> **Assignment**:
Answer these from the tobacco settlement report text:
(a) What is the full title of the report?
(b) On what day of the week was the report released?
(c) According to Hansen, what share of the settlement money is actually being used for prevention and cessation programs?

> **Supplied text**:
::::
Fifteen years after tobacco companies agreed to pay restitution to states for costs related to tobacco use, a new report finds that most states are not spending enough of that money on smoking prevention and cessation programs.
Chris Hansen is the president of the American Cancer Society’s Cancer Action Network, one of the advocacy groups behind the report titled "Broken Promises to Our Children: The 1998 State Tobacco Settlement 15 Years Later."
“The money was supposed to be used for prevention and cessation programs to help people stop using tobacco,” Hansen said. “The problem is, that less than 2 percent of that money is actually be used for that purpose. The rest of it, for lack of a better way to say it, is being misappropriated.”
The report, released Monday, is a joint effort of the American Cancer Society, the Robert Wood Johnson Foundation, the Campaign for Tobacco-Free Kids, the American Heart Association, Americans for Nonsmokers’ Rights and the American Lung Association.
::::
> **Provided material**:
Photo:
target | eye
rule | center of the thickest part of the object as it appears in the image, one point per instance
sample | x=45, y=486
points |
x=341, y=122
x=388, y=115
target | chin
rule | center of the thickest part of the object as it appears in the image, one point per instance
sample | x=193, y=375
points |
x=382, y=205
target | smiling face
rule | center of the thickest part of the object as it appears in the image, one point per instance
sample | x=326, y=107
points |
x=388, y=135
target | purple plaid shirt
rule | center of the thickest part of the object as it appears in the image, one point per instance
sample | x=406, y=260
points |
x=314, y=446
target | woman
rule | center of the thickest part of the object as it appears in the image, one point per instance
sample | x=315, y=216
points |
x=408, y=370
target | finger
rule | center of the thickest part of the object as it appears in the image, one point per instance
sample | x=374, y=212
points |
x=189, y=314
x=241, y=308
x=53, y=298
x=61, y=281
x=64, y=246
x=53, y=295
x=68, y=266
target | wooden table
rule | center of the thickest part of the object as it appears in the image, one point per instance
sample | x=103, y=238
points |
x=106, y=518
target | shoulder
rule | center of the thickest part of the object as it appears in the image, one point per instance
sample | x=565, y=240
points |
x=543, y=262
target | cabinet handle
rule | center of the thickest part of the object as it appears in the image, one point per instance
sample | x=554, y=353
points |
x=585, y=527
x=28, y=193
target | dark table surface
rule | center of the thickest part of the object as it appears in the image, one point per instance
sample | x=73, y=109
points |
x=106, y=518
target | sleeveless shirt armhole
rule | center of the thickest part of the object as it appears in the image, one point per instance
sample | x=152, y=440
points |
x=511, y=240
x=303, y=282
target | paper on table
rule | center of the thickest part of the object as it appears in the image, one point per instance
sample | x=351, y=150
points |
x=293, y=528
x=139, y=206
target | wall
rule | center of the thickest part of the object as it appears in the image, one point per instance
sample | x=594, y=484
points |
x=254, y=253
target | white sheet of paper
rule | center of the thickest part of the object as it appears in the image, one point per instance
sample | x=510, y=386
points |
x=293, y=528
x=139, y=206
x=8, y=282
::::
> **Result of this exercise**:
(a) "Broken Promises to Our Children: The 1998 State Tobacco Settlement 15 Years Later."
(b) Monday.
(c) Less than 2 percent.